• **SET EXERCISE 1**
Pull out every line of the listing below that contains the word "trailer".

• **SOURCE TEXT**
## START
EW T&E University Course Descriptions

A course calendar can be found through this link.

For questions regarding courses offered at the EW T&E University, please e-mail ewteuniversity@edwards.af.mil.

EWF 0010 - Radar Fundamentals for EW T&E Engineers (2.4 CEU) [Back to top]
An introductory radar course emphasizing EW considerations. The radar range equation is developed and radar and target interaction are addressed. After developing basic radar concepts, simplified EW systems such as radar warning receivers (RWR), self-protection jammers (SPJ), and towed decoys are introduced and their interaction with the radar examined. Courses offered at Edwards AFB include signal characteristic and F-16 radar demonstrations at the Integration Facility for Avionic Systems Test (IFAST).
Recommended Prerequisites: None 
CLASSIFICATION: UNCLASSIFIED
Course Length: 4 days
Source: SAIC
Detailed Course Outline (Word Doc)


EWF 0020 - Introduction to Electronic Warfare Road Show [Back to top]
Familiarize students in electronic warfare related positions with the history, fundamentals, doctrine, policy, components, and equipment of electronic warfare.
Recommended Prerequisites: None 
CLASSIFICATION: CLASSIFIED
Course Length: 4 days
Source:


EWF 9020 - EW Systems and Principles ( xxCEU) [Back to top]
An overview of EW applications and systems. The course addresses the threat environment; sensors, weapons, and command and control. The kill chain is introduced; target detection, target tracking, weapons engagement, weapon guidance, and end game. Common EW systems such as radar warning receivers (RWR), electronic countermeasures (ECM) systems and techniques, and expendable countermeasures systems are introduced.
## END
• **SET EXERCISE 2**
Write out the passage of the course descriptions above that starts with "A course calendar" and ends with "please e-mail ewteuniversity@edwards.af.mil.", swapping "course calendar" for "training schedule".

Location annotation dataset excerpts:
## START
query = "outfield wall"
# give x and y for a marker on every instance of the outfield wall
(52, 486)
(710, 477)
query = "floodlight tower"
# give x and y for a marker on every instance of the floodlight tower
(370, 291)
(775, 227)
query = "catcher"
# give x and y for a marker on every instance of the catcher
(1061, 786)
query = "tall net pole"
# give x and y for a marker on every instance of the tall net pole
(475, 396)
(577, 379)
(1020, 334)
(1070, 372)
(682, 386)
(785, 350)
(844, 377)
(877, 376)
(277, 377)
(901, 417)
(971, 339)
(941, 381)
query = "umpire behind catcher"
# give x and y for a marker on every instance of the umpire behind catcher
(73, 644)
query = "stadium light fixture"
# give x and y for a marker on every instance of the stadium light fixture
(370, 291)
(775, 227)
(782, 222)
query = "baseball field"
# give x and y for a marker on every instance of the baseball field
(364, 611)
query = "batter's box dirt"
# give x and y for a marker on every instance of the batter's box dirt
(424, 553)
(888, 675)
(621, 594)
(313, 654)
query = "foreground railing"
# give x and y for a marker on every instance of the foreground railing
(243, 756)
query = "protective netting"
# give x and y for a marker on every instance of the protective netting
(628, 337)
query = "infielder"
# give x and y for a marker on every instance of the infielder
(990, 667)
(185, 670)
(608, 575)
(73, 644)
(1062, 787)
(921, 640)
## END
## START
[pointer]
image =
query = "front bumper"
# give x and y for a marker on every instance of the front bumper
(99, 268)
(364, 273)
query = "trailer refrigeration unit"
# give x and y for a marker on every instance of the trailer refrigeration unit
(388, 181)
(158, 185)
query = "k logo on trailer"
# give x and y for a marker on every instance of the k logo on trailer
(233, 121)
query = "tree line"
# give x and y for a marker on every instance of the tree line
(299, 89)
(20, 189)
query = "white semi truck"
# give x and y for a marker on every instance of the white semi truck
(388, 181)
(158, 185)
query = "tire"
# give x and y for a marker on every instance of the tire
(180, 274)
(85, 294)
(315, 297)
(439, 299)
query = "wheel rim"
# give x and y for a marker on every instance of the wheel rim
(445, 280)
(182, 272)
## END
• **FULL ANSWER 1**
query = "trailer refrigeration unit"
# give x and y for a marker on every instance of the trailer refrigeration unit
query = "k logo on trailer"
# give x and y for a marker on every instance of the k logo on trailer

• **FULL ANSWER 2**
A training schedule can be found through this link.

For questions regarding courses offered at the EW T&E University, please e-mail ewteuniversity@edwards.af.mil.